> [WHAT IS NEEDED]
Please render every line of the entries below as a JSON list of strings, one string per line, with blank lines left out.

> [RECORDS SHOWN]
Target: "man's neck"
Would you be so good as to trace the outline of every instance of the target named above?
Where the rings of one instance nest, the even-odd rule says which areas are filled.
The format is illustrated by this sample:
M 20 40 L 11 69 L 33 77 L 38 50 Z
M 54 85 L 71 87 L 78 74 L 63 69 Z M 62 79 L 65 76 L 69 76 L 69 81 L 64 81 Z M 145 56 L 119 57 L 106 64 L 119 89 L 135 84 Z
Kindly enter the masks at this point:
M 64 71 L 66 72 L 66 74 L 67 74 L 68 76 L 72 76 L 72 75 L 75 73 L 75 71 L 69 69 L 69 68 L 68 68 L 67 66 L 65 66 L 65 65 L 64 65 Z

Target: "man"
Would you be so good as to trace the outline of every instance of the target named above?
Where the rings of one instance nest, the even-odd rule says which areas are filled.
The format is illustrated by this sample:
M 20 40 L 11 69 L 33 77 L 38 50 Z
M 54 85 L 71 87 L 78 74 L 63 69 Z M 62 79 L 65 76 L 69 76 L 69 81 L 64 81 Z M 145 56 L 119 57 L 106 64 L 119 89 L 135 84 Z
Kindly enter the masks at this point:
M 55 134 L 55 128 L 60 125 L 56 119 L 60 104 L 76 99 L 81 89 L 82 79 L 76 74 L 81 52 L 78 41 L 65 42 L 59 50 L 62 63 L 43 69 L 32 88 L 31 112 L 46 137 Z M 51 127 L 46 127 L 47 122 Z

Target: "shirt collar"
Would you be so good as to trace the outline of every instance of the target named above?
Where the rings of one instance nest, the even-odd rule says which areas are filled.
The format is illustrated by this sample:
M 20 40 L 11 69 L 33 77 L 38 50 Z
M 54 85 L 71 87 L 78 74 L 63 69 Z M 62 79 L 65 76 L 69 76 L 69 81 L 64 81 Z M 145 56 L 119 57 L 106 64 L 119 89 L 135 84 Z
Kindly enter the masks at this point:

> [THE RESPONSE]
[
  "Target: \"man's neck\"",
  "Would you be so good as to trace the outline of every instance of the target named above?",
  "Where the rings of one instance nest, the even-odd rule says which areas are filled.",
  "The format is illustrated by this sample:",
  "M 20 40 L 11 69 L 33 77 L 38 50 Z",
  "M 54 85 L 71 87 L 78 74 L 63 69 Z M 62 79 L 65 76 L 69 76 L 69 81 L 64 81 Z M 145 56 L 119 57 L 106 64 L 119 89 L 135 84 Z",
  "Kindly enter the masks at this point:",
  "M 64 71 L 66 72 L 66 74 L 67 74 L 68 76 L 72 76 L 72 75 L 75 73 L 75 71 L 69 69 L 69 68 L 68 68 L 67 66 L 65 66 L 65 65 L 64 65 Z",
  "Target: \"man\"",
  "Would you be so good as to trace the outline of every instance of the target named above?",
  "Where the rings of one instance nest, the even-odd rule says which areas are filled.",
  "The format is illustrated by this sample:",
  "M 20 40 L 11 69 L 33 77 L 38 50 Z",
  "M 54 85 L 71 87 L 78 74 L 63 69 Z M 62 79 L 65 76 L 69 76 L 69 81 L 64 81 Z M 145 56 L 119 57 L 106 64 L 119 89 L 135 84 Z",
  "Kindly enter the masks at this point:",
  "M 55 134 L 55 128 L 60 125 L 56 119 L 60 104 L 76 99 L 81 89 L 82 79 L 76 74 L 81 52 L 78 41 L 65 42 L 59 50 L 62 63 L 43 69 L 32 88 L 31 112 L 46 137 Z M 51 127 L 46 127 L 47 122 Z",
  "Target: \"shirt collar\"",
  "Would you be so good as to trace the outline of every instance of the target named above?",
  "Where the rings of one instance nest, the even-odd rule says which areas are filled.",
  "The format is illustrated by this sample:",
  "M 20 40 L 11 69 L 33 77 L 38 50 Z",
  "M 54 85 L 71 87 L 78 74 L 63 69 Z M 62 79 L 65 76 L 69 76 L 69 81 L 64 81 Z M 145 56 L 119 57 L 106 64 L 119 89 L 135 84 Z",
  "Kindly enter the masks at this point:"
]